SHORT TASK: Reproduce word for word the material starting with the line that contains "Tag the eggplant" and going on through the line that contains "<point>214,17</point>", both included. Leave the pictures out.

Records from a point labeling set
☆ ☆ ☆ ☆ ☆ ☆ ☆
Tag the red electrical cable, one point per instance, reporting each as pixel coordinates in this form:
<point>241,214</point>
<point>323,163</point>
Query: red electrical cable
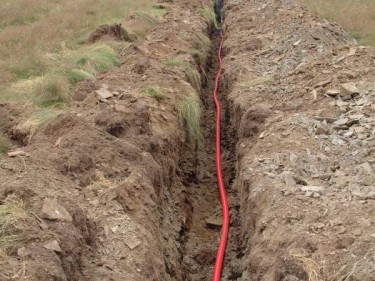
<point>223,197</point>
☆ ☆ ☆ ☆ ☆ ☆ ☆
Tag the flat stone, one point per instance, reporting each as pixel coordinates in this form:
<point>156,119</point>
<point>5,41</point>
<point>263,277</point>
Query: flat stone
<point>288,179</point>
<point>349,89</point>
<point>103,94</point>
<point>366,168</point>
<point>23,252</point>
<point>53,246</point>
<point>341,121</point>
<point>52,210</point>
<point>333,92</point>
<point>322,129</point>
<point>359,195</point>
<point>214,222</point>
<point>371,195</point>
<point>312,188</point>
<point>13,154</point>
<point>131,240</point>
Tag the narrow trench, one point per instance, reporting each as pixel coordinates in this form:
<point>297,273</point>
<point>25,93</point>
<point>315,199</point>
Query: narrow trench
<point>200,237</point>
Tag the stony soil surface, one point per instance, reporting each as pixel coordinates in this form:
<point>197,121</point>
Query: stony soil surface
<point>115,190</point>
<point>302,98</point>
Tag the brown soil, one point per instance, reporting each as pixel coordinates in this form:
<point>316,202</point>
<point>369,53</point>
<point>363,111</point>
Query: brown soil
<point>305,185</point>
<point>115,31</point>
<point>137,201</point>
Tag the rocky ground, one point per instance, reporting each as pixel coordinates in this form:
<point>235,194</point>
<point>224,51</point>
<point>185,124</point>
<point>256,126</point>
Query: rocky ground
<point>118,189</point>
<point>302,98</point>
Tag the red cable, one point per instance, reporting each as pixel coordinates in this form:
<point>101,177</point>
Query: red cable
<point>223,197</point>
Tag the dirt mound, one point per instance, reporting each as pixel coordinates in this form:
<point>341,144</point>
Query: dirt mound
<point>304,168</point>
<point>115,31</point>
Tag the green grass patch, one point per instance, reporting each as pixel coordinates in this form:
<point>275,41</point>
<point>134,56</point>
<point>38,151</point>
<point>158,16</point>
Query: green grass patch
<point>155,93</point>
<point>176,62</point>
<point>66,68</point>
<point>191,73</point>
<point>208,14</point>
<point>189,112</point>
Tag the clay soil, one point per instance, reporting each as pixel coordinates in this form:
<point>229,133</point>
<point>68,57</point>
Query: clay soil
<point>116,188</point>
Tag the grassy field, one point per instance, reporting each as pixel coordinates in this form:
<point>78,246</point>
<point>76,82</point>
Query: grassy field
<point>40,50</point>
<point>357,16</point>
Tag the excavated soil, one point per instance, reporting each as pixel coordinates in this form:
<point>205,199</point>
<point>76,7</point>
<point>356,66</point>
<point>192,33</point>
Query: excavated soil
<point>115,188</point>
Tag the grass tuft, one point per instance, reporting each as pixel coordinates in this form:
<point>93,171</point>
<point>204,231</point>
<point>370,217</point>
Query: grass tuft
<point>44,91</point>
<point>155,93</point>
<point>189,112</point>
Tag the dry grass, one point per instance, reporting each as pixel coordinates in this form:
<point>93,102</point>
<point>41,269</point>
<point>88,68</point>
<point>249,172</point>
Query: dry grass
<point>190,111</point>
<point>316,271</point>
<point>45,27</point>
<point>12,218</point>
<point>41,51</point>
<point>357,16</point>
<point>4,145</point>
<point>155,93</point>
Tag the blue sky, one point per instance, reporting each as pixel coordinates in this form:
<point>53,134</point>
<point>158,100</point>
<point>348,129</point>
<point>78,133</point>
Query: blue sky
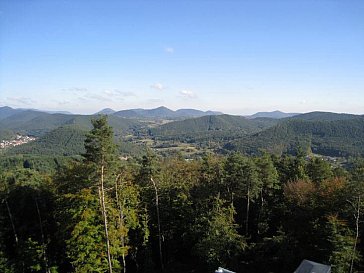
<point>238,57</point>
☆ ☆ ☆ ☆ ☆ ☆ ☆
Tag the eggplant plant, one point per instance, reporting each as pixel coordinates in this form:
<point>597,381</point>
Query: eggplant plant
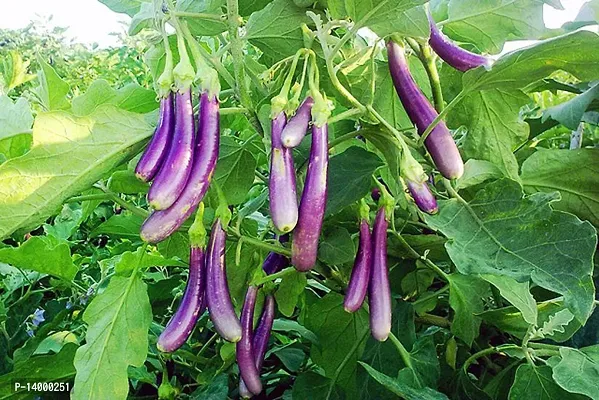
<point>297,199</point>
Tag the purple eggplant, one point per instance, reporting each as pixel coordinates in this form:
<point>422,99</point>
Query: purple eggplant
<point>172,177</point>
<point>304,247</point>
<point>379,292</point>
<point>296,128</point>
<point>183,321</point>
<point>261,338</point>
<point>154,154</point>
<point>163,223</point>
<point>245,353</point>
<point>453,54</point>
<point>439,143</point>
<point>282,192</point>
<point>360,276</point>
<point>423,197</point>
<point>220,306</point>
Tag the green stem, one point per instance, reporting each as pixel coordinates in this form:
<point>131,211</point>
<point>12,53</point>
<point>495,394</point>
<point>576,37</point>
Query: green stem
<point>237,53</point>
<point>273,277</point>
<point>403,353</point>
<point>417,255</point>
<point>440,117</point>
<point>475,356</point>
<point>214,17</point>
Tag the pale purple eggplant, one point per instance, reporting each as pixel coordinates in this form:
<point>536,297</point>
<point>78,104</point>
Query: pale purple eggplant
☆ ☆ ☆ ☆ ☆ ☆ ☆
RESPONSE TO THIS TASK:
Tag the eggplant plant, one point per instance, reporting each as pixel coordinates in this form:
<point>597,381</point>
Query: eggplant plant
<point>297,199</point>
Tag the purple eggplant, one point per instance, reporting each as pixel coordinates in this form:
<point>422,99</point>
Query: purple eggplant
<point>172,177</point>
<point>304,247</point>
<point>379,292</point>
<point>296,128</point>
<point>183,321</point>
<point>261,338</point>
<point>154,154</point>
<point>163,223</point>
<point>245,353</point>
<point>453,54</point>
<point>439,143</point>
<point>282,192</point>
<point>360,276</point>
<point>423,197</point>
<point>220,306</point>
Tag the green stem, one point per instance, reporting each as pixel coordinates in this form:
<point>131,211</point>
<point>12,53</point>
<point>495,394</point>
<point>576,37</point>
Query: green stem
<point>237,53</point>
<point>273,277</point>
<point>403,353</point>
<point>417,255</point>
<point>440,117</point>
<point>475,356</point>
<point>214,17</point>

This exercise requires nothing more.